Each line below is to be repeated exactly; any picture is to be left out.

----------------------------------------

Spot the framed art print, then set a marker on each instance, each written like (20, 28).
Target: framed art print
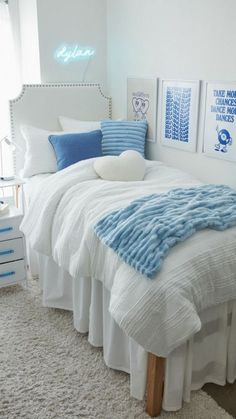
(179, 114)
(220, 120)
(142, 103)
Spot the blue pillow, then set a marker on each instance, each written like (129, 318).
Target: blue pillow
(118, 136)
(71, 148)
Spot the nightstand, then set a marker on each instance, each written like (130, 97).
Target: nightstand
(12, 249)
(15, 184)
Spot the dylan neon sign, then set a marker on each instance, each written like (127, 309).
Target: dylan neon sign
(66, 53)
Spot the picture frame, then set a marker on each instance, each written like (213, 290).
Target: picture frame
(219, 137)
(142, 102)
(179, 114)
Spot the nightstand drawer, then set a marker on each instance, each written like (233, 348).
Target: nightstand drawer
(11, 250)
(12, 272)
(9, 228)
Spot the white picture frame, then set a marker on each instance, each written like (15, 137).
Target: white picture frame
(219, 137)
(179, 114)
(142, 102)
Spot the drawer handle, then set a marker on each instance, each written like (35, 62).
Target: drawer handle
(6, 229)
(6, 252)
(10, 273)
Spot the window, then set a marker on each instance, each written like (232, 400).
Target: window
(9, 86)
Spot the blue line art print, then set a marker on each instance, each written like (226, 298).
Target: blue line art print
(140, 104)
(224, 140)
(178, 102)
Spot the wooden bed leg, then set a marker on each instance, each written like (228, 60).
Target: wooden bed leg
(155, 383)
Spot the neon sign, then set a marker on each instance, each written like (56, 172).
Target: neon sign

----------------------------------------

* EXERCISE RESPONSE
Spot the framed art print, then set a marker on each instance, each written like (20, 28).
Target: framed art print
(179, 114)
(220, 120)
(142, 103)
Spot the blue pillow, then set a marker on each instance, each written like (129, 318).
Target: blue pillow
(118, 136)
(71, 148)
Spot the nightstand, then set a marker on each instance, each written like (130, 97).
Target: nightstand
(12, 249)
(15, 184)
Spot the dylan neon sign, then set a marker on each instance, each written like (127, 309).
Target: dylan neon sign
(66, 53)
Spot the picture frame, then set a marker on each instance, each written like (213, 290).
Target: picture frame
(219, 137)
(142, 102)
(179, 114)
Spot the nightstand drawer, then set a marker on each instance, each written like (233, 348).
Target: nightstand drawer
(11, 250)
(12, 272)
(9, 228)
Spot the white picture frame, then set a marker on each instance, each written like (15, 137).
Target: white picture frame
(219, 137)
(179, 114)
(142, 102)
Spot the drawer handle, then set a marker on each instance, each written like (35, 62).
Target: drawer handle
(6, 229)
(6, 252)
(10, 273)
Spot the window, then set a marker on each instance, each written like (232, 400).
Target: window
(9, 86)
Spot the blue line art print, then set a marker on each instance, each written like (226, 298).
Target: blue line art print
(140, 104)
(224, 140)
(178, 102)
Spot the wooden bed leg, then set a marker on each instance, each written like (228, 60).
Target: wooden bed leg
(155, 383)
Spot the neon sign, then set a marker on each instance, each written like (56, 172).
Target: neon sign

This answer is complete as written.